§ **Task data**
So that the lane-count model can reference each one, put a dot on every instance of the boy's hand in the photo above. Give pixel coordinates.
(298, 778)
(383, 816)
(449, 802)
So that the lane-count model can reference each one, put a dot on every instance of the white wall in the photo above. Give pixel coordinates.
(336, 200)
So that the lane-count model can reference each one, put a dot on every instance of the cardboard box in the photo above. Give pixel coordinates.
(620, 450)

* * *

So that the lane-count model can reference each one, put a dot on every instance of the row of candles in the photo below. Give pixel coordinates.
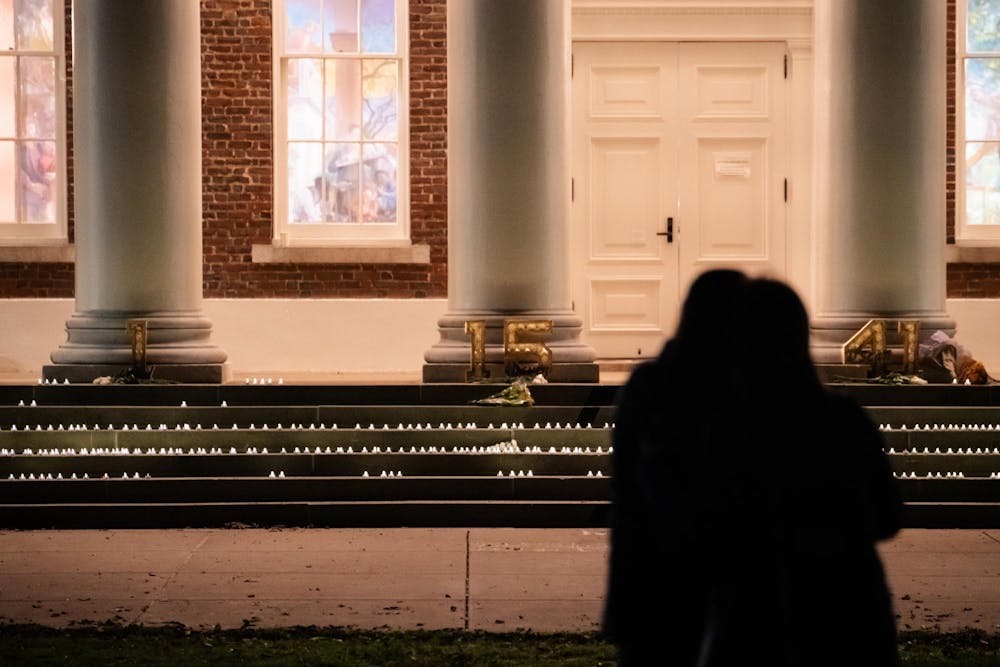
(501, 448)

§ **What to produce**
Please list every line of the items that contains the string "above", counting only matches with the same capitalization.

§ **Answer to this problem**
So that the lane-count model can reference each one, put a dot on every instance of the boy's hand in the photo above. Give pixel coordinates.
So that the lane-count model can reference each one, put a dot on every instance of the white wall in the photo above. Give pixel coordinates.
So that the lane-count model can reference each one, put a dot on every instance of the cardboard box in the photo above. Give pixel coordinates.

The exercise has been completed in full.